### WHAT THE TASK ASKS
Your task is to give the listing below back word for word, pictures excluded.
□ □ □ □
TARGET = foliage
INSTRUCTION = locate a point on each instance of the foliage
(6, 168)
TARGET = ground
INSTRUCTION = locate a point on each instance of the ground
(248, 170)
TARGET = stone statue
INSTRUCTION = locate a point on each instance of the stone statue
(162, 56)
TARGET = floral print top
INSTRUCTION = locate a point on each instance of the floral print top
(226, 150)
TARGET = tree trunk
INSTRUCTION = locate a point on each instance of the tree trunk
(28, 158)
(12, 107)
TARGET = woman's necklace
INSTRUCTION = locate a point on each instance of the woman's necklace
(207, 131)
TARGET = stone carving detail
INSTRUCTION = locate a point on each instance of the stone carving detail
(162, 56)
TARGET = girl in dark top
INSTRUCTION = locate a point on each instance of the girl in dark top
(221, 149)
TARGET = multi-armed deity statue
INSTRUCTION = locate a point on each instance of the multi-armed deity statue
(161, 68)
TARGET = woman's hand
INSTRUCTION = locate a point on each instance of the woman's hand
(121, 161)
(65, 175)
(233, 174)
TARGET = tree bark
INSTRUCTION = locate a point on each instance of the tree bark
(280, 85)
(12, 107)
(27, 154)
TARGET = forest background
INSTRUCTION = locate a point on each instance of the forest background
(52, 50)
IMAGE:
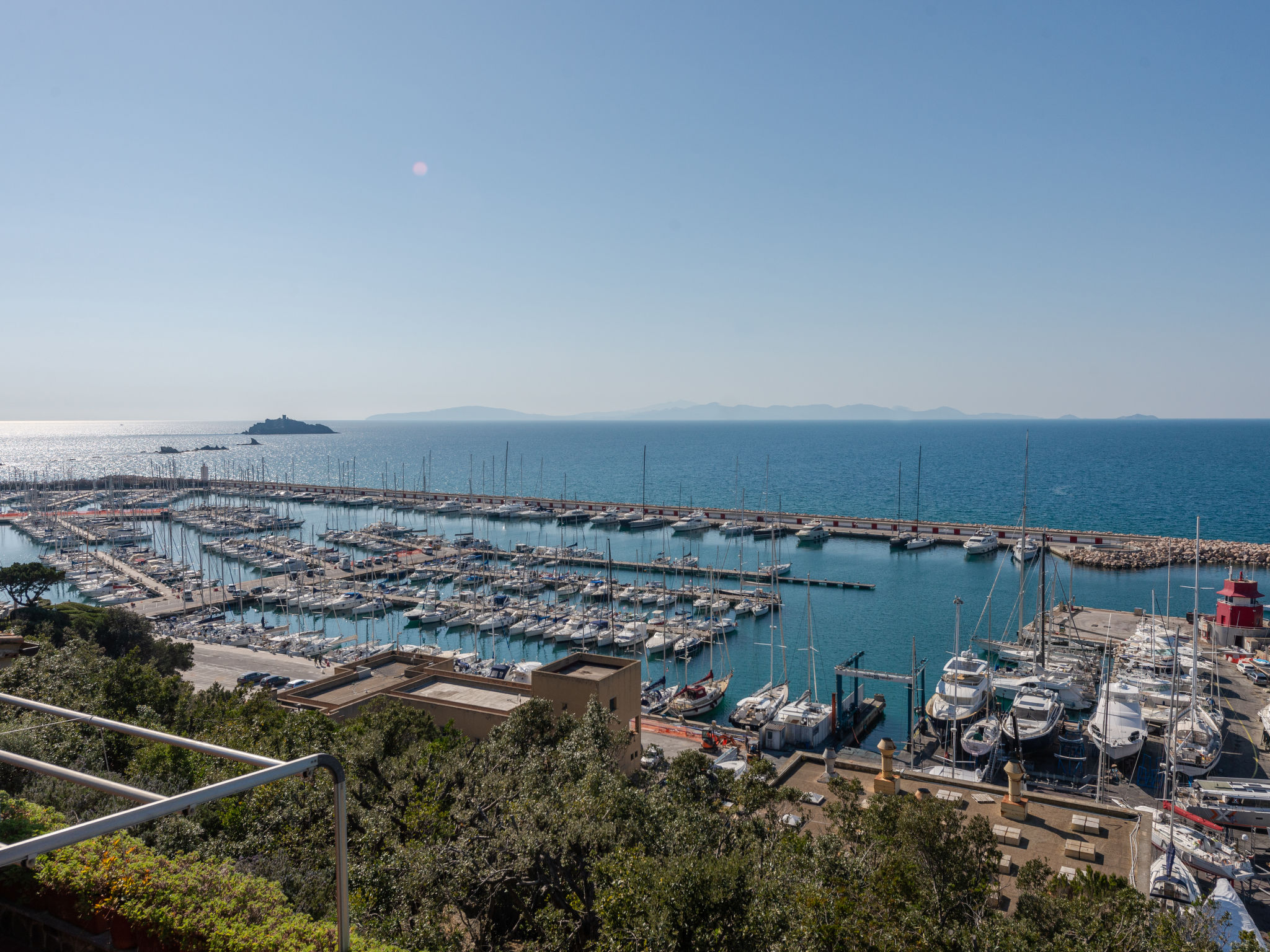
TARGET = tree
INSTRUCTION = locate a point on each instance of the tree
(29, 582)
□ □ □ □
### TASK SOLUTION
TARGET = foliage
INSTRUCTION = locate a point on each instance of the foliage
(6, 168)
TARGET = ground
INSTRUCTION = locate a point on each instance of the ground
(248, 170)
TARGET = stone statue
INSTRUCTION = locate a point on each instance of the stone statue
(162, 56)
TARGET = floral print top
INSTRUCTION = locate a point on each instance of the floral print top
(226, 150)
TARGET = tree trunk
INSTRUCTION = locate a point on each instance of the tree trunk
(28, 158)
(12, 107)
TARGET = woman's necklace
INSTRUCTION = locate a point on each instance of the woman's necklace
(207, 131)
TARGET = stone carving detail
INSTRUCTION = locate a point on each instance of the stone carving detail
(162, 56)
TARGET = girl in dark top
INSTRUCTION = locate a point on each instance of the girl in dark top
(221, 149)
TARGET = multi-armed deity statue
INSTRUCTION = locate a point on each instance of the multi-armed deity statue
(161, 68)
TARGET = woman's hand
INSTRUCTION = locate a point on each instance of the woman's hand
(121, 161)
(65, 175)
(233, 174)
TARGET = tree bark
INSTRUCTION = locate a point on each instance of the tree bark
(280, 85)
(12, 107)
(27, 154)
TARGET = forest background
INSTRUCTION = locate a point on each instance of the forest background
(52, 50)
IMAGE:
TARGET = tree
INSTRUCTION = locate a point on each instance of the tree
(29, 582)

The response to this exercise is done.